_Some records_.
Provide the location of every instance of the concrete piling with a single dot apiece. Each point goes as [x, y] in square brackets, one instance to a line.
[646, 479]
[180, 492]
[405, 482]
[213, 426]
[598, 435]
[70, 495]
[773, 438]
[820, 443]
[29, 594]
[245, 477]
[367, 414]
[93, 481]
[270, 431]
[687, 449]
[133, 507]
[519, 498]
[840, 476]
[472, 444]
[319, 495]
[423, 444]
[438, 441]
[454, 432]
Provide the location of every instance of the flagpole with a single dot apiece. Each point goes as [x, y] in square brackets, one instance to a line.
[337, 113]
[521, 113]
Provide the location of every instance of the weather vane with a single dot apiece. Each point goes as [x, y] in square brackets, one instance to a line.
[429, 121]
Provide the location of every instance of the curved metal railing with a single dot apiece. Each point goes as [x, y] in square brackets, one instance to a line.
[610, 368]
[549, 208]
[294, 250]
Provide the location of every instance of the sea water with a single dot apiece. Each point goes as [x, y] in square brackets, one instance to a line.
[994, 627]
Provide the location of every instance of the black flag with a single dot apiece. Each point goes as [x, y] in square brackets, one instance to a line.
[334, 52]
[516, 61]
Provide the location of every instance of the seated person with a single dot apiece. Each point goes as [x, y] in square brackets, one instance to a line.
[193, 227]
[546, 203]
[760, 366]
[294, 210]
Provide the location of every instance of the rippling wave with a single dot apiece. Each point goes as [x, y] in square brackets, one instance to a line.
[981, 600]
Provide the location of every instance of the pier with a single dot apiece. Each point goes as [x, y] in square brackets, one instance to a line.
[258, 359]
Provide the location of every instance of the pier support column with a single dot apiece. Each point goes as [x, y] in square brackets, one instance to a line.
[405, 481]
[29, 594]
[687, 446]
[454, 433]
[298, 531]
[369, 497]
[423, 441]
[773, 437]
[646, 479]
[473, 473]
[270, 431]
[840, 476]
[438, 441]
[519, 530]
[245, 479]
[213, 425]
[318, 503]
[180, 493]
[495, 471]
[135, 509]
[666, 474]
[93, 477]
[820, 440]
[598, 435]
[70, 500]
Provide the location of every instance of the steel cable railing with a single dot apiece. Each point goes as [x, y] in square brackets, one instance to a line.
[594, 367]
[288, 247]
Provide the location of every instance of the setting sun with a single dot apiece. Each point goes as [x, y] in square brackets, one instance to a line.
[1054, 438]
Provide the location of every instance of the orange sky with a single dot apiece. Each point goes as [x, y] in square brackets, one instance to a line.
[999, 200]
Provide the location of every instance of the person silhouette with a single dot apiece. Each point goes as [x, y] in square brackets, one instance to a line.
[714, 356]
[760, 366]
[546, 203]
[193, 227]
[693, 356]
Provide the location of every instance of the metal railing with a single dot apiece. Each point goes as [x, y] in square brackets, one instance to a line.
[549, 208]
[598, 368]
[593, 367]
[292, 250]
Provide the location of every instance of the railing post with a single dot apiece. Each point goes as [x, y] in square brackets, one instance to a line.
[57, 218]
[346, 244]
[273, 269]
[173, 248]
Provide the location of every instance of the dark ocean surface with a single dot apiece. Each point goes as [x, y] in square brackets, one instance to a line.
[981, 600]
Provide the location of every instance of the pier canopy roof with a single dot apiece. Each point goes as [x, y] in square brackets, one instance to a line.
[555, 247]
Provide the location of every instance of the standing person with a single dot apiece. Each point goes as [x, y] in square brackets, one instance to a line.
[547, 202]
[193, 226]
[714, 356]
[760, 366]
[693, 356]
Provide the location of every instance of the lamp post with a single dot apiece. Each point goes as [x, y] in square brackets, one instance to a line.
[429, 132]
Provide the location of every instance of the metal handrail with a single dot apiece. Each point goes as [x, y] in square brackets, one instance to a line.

_Your instructions_.
Copy out the listing word for word, from the line that contains "Provide the location of every instance of the dark" through the end of the listing.

_Solved exercise_.
Provide the location of every instance of the dark ocean surface with a single dot apiece. Each point goes as [x, y] in square brackets, one instance to a line.
[981, 600]
Provide the location of every instance of the pier canopy roof with a single dot apiece. Each point goes as [x, y] in square brackets, one instance to a line.
[555, 247]
Provide the location of every instance of the standing person with a single dot apiece. Each point goes as [x, y] in square brackets, one instance to a line.
[547, 202]
[193, 226]
[714, 356]
[760, 366]
[693, 356]
Provide the location of every instance of the lamp post with a single dot apiece. Each point goes as [x, y] in square brackets, one instance to a line.
[429, 132]
Provide the location of every instance of the metal handrail with a single dot apiece. Each point goes as [x, y] in square brackets, one instance to a line.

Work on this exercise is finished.